▶ _Supplied passage_
----------------

Indian actor and model

Danish Pandor (born 22 December 1987) is an Indian actor and model who works in Hindi films and television. He is best known for his breakout role as Pakistani gangster Uzair Baloch in the spy action thriller duology Dhurandhar and Dhurandhar: The Revenge.

==Early life and education==
Born in Mumbai, Maharashtra, India he completed a four-month acting course at the Kishore Namit Kapoor Acting Institute in Mumbai, whilst balancing his college studies. He trained under Withur Chaturvedi, Rupesh Thapliyal, and Samar Jai Singh, focusing on character improvisation and imagination. He holds a master's degree in Business and Finance from the University of Mumbai.

==Career==
===Modeling===
Pandor began his career as a model at the age of 20 in 2007 when he contested in the Gladrags Manhunt contest and placed within the top five. Pandor returned to modeling in 2026, walking the runway for designer Satya Paul at a menswear showcase at London's Lancaster House, which marked the brand's debut international presentation of its menswear line.

----------------

▶ _Data items_
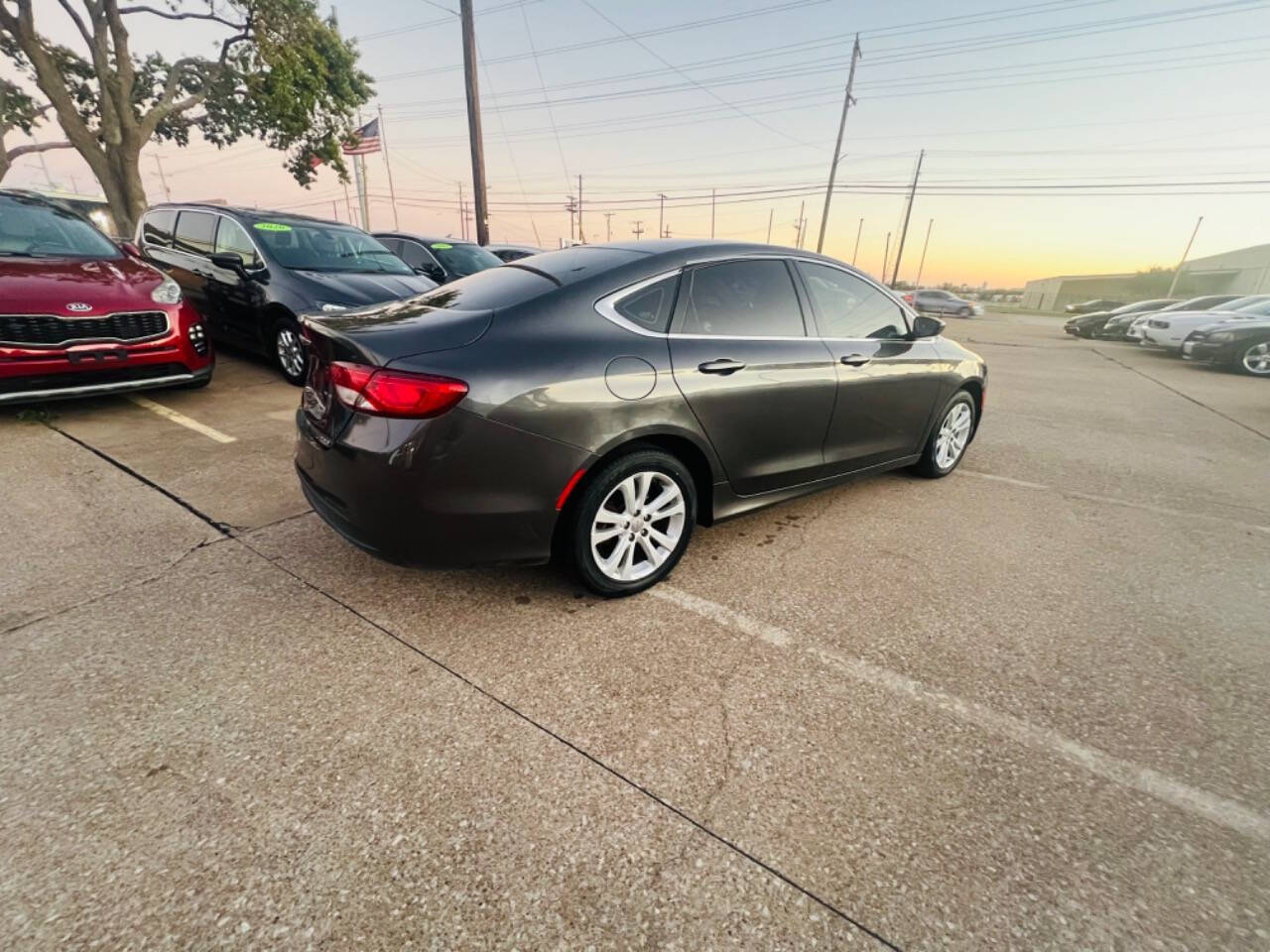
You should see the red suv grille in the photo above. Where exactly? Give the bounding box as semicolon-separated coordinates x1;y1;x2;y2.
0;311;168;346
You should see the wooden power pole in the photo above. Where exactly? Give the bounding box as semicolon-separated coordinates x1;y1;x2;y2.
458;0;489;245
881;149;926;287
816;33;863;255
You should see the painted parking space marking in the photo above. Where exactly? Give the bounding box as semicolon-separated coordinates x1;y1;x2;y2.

----------------

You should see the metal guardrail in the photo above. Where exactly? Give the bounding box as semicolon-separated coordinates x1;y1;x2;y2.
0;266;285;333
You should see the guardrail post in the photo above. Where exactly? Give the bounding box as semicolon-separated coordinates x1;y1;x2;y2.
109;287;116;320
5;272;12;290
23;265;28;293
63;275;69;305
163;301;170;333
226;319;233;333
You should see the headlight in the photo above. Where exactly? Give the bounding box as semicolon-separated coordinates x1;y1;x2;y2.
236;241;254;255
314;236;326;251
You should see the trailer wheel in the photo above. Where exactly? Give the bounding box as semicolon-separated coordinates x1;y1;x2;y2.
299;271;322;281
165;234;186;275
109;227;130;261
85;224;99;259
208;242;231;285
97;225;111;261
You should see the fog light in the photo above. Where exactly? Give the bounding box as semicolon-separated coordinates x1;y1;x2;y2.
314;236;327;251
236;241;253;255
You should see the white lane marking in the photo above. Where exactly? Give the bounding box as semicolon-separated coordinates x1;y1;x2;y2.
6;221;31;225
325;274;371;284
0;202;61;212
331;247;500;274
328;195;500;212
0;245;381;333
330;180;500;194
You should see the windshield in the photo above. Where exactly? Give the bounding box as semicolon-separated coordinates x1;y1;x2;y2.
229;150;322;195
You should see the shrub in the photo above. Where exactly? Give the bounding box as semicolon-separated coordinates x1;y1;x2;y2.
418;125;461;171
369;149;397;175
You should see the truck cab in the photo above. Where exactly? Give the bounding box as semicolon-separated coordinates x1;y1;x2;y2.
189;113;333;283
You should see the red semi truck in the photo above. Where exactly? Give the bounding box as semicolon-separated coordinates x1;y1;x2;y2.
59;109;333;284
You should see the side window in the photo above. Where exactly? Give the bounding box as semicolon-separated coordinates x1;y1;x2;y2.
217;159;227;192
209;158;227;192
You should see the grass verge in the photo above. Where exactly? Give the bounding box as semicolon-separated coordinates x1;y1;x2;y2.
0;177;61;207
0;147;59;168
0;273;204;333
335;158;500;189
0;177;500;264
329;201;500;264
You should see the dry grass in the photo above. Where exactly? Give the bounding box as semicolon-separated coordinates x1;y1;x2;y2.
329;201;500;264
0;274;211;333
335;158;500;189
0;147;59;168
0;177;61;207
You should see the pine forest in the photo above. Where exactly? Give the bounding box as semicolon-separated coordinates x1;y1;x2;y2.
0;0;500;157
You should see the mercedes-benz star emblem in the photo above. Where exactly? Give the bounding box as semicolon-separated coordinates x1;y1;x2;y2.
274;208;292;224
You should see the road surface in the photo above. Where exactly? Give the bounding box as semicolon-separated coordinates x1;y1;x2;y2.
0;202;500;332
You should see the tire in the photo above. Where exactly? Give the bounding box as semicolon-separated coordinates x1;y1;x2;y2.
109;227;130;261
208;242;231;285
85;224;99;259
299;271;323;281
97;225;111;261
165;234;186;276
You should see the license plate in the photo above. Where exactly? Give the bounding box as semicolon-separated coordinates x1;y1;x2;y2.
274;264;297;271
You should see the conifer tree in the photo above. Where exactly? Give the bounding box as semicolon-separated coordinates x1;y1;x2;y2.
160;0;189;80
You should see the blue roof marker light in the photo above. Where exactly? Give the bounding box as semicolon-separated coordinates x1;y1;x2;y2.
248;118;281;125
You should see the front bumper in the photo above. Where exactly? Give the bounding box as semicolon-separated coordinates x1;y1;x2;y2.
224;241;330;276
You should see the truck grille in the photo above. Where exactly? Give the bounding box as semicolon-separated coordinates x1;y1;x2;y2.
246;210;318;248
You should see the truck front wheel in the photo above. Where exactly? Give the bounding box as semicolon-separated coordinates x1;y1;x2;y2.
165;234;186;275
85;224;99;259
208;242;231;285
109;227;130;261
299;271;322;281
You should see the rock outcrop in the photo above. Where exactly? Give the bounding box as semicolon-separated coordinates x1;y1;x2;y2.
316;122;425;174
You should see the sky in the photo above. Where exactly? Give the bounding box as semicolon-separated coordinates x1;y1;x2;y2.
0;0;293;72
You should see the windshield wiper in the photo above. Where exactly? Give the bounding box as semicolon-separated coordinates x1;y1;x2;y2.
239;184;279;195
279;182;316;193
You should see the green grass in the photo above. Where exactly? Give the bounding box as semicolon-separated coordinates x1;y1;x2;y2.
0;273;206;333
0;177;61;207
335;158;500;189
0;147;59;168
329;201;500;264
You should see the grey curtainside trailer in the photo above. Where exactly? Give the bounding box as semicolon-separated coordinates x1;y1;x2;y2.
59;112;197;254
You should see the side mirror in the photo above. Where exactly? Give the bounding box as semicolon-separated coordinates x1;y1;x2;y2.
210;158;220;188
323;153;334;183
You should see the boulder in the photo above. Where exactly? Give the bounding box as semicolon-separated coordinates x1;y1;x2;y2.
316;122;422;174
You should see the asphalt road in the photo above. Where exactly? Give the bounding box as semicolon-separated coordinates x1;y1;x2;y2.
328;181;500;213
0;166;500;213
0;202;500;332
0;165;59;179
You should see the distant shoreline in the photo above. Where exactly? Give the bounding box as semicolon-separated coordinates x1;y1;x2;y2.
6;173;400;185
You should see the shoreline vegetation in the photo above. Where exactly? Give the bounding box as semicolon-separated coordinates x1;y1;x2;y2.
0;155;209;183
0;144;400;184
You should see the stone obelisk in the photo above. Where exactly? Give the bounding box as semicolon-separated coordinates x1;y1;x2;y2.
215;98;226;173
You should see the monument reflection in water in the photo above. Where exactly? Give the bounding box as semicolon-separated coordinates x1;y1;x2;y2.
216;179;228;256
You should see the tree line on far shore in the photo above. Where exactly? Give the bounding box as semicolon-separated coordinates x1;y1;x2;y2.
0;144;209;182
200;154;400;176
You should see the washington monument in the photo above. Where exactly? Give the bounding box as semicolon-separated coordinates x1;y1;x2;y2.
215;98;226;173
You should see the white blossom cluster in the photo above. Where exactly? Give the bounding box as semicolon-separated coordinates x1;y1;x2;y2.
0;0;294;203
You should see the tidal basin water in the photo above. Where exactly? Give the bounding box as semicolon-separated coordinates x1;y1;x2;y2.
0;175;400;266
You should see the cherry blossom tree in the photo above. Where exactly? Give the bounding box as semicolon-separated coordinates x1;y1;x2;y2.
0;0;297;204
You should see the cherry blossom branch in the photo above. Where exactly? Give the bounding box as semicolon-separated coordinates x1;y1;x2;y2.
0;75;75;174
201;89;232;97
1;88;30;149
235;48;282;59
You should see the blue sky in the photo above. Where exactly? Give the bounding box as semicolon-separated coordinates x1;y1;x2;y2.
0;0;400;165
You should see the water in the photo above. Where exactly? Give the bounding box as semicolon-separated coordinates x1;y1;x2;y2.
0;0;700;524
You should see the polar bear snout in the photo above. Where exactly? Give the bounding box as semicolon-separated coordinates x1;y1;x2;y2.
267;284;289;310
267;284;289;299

----------------

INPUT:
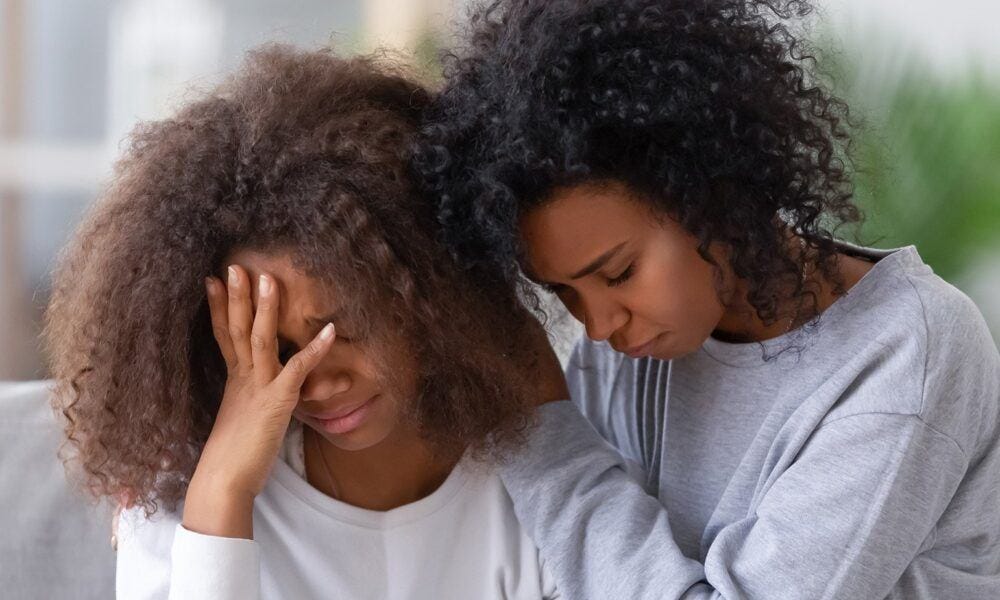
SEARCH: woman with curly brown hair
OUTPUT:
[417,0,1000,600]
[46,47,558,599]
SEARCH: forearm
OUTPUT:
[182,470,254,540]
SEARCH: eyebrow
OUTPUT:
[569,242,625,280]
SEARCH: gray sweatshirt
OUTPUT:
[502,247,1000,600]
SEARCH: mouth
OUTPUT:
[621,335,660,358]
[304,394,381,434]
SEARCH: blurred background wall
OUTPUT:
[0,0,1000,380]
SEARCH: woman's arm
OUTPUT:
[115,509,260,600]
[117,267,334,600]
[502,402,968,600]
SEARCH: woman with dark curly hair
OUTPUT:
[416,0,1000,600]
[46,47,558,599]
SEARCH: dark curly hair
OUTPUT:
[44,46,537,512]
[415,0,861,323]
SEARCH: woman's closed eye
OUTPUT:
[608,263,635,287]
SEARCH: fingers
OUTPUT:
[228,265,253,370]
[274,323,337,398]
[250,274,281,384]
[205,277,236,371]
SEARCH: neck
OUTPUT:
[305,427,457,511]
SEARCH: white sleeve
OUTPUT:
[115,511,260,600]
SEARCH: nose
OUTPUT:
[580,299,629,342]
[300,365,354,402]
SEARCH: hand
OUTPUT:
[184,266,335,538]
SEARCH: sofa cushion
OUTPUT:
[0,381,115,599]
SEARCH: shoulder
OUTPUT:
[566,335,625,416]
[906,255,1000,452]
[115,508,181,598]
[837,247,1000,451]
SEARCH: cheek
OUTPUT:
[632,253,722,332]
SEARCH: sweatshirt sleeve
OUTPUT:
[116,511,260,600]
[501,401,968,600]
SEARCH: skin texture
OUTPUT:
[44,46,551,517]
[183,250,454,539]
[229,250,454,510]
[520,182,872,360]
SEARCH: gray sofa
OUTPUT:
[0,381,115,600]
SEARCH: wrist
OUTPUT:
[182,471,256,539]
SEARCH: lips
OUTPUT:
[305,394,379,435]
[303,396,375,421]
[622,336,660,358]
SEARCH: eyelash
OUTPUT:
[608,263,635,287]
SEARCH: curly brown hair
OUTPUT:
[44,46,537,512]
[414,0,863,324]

----------------

▶ _Work order 1_
From the passage about Danish Pandor, copy out the text between "Danish Pandor (born" and "University of Mumbai.", inclusive, word for word.
▶ _Work order 2_
According to the Danish Pandor passage, how did he place in the Gladrags Manhunt contest?
▶ _Work order 3_
Go on with the passage about Danish Pandor, starting after its last sentence.
You won't need the records for any of this.

▶ _Written reply 1_
Danish Pandor (born 22 December 1987) is an Indian actor and model who works in Hindi films and television. He is best known for his breakout role as Pakistani gangster Uzair Baloch in the spy action thriller duology Dhurandhar and Dhurandhar: The Revenge.

==Early life and education==
Born in Mumbai, Maharashtra, India he completed a four-month acting course at the Kishore Namit Kapoor Acting Institute in Mumbai, whilst balancing his college studies. He trained under Withur Chaturvedi, Rupesh Thapliyal, and Samar Jai Singh, focusing on character improvisation and imagination. He holds a master's degree in Business and Finance from the University of Mumbai.

▶ _Written reply 2_
He placed within the top five.

▶ _Written reply 3_
===Acting===
Pandor made his television debut in 2010 in the second season of the soap opera Kitani Mohabbat Hai, playing the jealous elder brother of the protagonist. Four years later, he made his film debut as a sexual abuser in the thriller W (2014) which centres on the vengeance led by three women against their rapists. He later appeared in a supporting role in the crime series Agent Raghav – Crime Branch, and had a small stint in the long-running family drama Ishqbaaaz. Between 2018 and 2019, he played Bada Badariya in the Netflix crime series Sacred Games. In the following years, Pandor worked across multiple streaming platforms. He performed as a character actor in the football drama web series Bombers on ZEE5, and thriller Matsya Kaand on MX Player. Pandor had a brief part in the poorly received comedy film Double XL (2022) which explores body positivity. He had a major role in the Amazon Prime docuseries Dancing On The Grave. He portrayed an unfaithful husband in SonyLIV series 36 Days, and played the lead heroine's boyfriend in the Vikram Bhatt produced horror film 1920: Horrors of the Heart (2023).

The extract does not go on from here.